Your goal.
Rewrite everything from the line containing "the wooden desk." down to the end of the records, putting "Please" wherever "Kindly" appears and keeping all else as it is. Leave the pictures out of your answer.

******

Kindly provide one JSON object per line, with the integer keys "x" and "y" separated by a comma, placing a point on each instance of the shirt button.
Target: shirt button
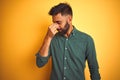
{"x": 65, "y": 58}
{"x": 65, "y": 68}
{"x": 65, "y": 48}
{"x": 64, "y": 78}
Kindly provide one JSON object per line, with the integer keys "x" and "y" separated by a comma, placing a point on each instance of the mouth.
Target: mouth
{"x": 59, "y": 29}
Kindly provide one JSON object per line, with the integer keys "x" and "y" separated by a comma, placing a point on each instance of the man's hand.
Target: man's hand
{"x": 52, "y": 30}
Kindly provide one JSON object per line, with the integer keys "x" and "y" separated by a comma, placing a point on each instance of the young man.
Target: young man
{"x": 68, "y": 47}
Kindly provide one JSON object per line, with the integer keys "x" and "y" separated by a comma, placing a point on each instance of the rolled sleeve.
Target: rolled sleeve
{"x": 92, "y": 60}
{"x": 41, "y": 61}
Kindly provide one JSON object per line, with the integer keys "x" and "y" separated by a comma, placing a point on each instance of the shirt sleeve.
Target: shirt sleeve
{"x": 92, "y": 60}
{"x": 41, "y": 61}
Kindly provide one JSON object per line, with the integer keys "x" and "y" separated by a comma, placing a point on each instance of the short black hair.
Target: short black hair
{"x": 63, "y": 8}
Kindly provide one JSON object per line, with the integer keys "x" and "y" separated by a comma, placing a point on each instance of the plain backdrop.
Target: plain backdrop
{"x": 24, "y": 24}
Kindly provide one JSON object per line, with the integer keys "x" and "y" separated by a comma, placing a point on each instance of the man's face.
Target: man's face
{"x": 62, "y": 21}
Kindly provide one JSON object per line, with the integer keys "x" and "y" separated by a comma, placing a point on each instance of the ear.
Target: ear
{"x": 69, "y": 18}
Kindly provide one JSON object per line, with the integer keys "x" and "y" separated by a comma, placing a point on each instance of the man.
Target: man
{"x": 68, "y": 47}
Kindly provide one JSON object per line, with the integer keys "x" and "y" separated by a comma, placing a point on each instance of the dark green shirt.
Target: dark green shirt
{"x": 69, "y": 56}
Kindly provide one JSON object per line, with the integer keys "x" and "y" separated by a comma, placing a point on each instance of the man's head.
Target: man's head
{"x": 62, "y": 15}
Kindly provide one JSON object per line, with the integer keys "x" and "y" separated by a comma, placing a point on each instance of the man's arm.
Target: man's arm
{"x": 43, "y": 55}
{"x": 92, "y": 60}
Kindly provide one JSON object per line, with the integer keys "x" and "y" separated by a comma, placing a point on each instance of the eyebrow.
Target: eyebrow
{"x": 57, "y": 22}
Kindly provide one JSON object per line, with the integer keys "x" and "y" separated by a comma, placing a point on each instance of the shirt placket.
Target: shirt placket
{"x": 65, "y": 59}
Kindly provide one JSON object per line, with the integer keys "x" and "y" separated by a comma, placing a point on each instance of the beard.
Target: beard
{"x": 65, "y": 29}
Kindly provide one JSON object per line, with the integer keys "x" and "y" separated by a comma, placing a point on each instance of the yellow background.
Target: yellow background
{"x": 24, "y": 24}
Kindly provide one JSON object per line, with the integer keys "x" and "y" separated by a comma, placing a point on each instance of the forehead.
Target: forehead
{"x": 58, "y": 17}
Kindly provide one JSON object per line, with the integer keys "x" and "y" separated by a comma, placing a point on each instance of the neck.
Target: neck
{"x": 69, "y": 31}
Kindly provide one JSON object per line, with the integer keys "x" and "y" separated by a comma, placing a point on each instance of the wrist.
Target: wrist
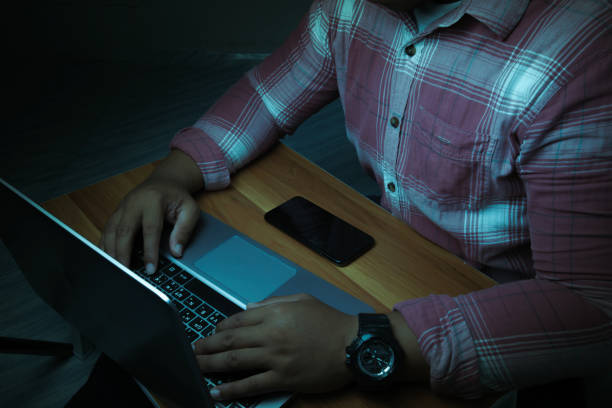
{"x": 414, "y": 367}
{"x": 179, "y": 170}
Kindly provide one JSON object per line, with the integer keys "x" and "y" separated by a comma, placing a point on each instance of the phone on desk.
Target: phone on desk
{"x": 320, "y": 230}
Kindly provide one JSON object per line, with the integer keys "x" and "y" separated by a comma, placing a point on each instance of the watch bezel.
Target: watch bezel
{"x": 366, "y": 341}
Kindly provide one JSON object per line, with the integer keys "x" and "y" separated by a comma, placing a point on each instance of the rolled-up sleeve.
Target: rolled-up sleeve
{"x": 271, "y": 100}
{"x": 557, "y": 325}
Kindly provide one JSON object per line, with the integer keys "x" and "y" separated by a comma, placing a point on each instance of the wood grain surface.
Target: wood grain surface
{"x": 401, "y": 265}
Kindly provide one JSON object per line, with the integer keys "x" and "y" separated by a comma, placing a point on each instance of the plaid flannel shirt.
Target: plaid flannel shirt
{"x": 489, "y": 132}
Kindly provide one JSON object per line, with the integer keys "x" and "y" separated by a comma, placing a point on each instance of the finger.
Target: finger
{"x": 109, "y": 234}
{"x": 240, "y": 319}
{"x": 152, "y": 225}
{"x": 244, "y": 337}
{"x": 261, "y": 383}
{"x": 124, "y": 236}
{"x": 278, "y": 299}
{"x": 186, "y": 220}
{"x": 246, "y": 359}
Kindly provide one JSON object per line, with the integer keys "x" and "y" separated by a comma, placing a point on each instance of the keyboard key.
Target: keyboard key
{"x": 159, "y": 278}
{"x": 170, "y": 286}
{"x": 215, "y": 317}
{"x": 204, "y": 310}
{"x": 208, "y": 330}
{"x": 171, "y": 270}
{"x": 162, "y": 262}
{"x": 191, "y": 335}
{"x": 182, "y": 277}
{"x": 198, "y": 324}
{"x": 187, "y": 315}
{"x": 181, "y": 294}
{"x": 177, "y": 304}
{"x": 192, "y": 302}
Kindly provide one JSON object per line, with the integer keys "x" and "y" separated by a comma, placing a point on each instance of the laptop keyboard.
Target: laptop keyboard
{"x": 199, "y": 307}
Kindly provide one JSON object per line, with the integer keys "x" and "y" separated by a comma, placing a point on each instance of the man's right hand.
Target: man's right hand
{"x": 166, "y": 195}
{"x": 146, "y": 207}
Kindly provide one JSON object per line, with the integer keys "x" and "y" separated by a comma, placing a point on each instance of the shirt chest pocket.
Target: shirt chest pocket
{"x": 450, "y": 163}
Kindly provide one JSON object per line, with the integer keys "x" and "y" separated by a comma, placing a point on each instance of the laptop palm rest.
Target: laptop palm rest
{"x": 243, "y": 268}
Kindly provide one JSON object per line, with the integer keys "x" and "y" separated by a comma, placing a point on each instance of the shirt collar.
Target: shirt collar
{"x": 500, "y": 16}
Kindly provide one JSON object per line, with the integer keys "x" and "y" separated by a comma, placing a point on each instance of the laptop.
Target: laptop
{"x": 146, "y": 324}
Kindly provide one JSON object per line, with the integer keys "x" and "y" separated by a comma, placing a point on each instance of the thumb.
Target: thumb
{"x": 278, "y": 299}
{"x": 186, "y": 220}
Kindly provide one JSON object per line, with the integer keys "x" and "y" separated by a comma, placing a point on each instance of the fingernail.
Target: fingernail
{"x": 150, "y": 269}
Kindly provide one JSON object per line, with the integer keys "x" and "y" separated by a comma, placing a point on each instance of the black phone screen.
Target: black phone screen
{"x": 320, "y": 230}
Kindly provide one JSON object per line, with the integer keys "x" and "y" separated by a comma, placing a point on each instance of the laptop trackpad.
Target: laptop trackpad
{"x": 244, "y": 269}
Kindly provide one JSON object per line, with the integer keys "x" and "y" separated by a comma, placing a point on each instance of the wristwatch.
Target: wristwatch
{"x": 374, "y": 355}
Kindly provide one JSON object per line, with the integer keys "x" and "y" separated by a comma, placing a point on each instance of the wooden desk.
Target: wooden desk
{"x": 402, "y": 264}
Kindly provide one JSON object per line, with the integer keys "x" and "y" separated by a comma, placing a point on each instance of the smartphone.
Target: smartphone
{"x": 320, "y": 230}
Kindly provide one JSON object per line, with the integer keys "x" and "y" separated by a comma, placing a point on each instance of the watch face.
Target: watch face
{"x": 376, "y": 358}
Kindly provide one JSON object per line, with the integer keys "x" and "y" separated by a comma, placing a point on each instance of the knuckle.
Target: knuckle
{"x": 151, "y": 229}
{"x": 124, "y": 230}
{"x": 232, "y": 359}
{"x": 228, "y": 340}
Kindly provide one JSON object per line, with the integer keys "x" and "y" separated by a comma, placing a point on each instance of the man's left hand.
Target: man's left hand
{"x": 290, "y": 343}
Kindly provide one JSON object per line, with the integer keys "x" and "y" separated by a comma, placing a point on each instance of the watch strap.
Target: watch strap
{"x": 373, "y": 323}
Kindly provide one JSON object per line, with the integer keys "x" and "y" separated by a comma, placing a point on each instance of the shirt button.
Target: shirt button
{"x": 410, "y": 50}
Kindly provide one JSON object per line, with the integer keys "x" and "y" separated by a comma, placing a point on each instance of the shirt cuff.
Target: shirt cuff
{"x": 446, "y": 344}
{"x": 206, "y": 153}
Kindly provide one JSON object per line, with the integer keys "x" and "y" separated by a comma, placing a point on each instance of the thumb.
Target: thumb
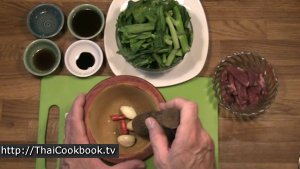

******

Task response.
Please provide one JSON object per line, with the integer keys "x" and "y" separated by a comma, placing a point on each instance of the wooden desk.
Target: wooden desk
{"x": 402, "y": 264}
Please provide one JSON object per line, with the integer keys "x" and "y" separated by a comma, placing a point on each instance of the smartphone.
Target: smartphone
{"x": 320, "y": 230}
Please provide one JSON object per line, with the integer keys "x" and "y" separated by a comma, placing a point on each instance of the watch face.
Target: watch face
{"x": 376, "y": 358}
Please provide one JSON object per line, with the integer keys "x" and "y" separated by a comma, placing a point on each instance of the knuckle.
Target: knuckle
{"x": 151, "y": 229}
{"x": 124, "y": 230}
{"x": 232, "y": 359}
{"x": 228, "y": 340}
Please provide one JSON object per line, with the integer keys "x" and "y" separated by a comma, placing a point on each instance of the man's left hand.
Target: man's left hand
{"x": 290, "y": 343}
Please provide one JSON object per line, with the integer keys "x" and "y" separated by a comma, placing a point on each instance of the watch strap.
Target: watch strap
{"x": 373, "y": 323}
Please provide one JSON object per line, with the integer keys "x" and "y" separated by a comma, placing a point on each instance of the shirt button.
Target: shirt button
{"x": 410, "y": 50}
Please provide one JSON object per line, with the integer keys "x" and "y" separated by a comma, placing a point on each instance of the shirt cuff.
Target: shirt cuff
{"x": 446, "y": 344}
{"x": 206, "y": 153}
Please provide one JSON object per line, with the integer keys "x" and "y" separated by a comma, placing a point on each instance of the thumb.
Target: thumb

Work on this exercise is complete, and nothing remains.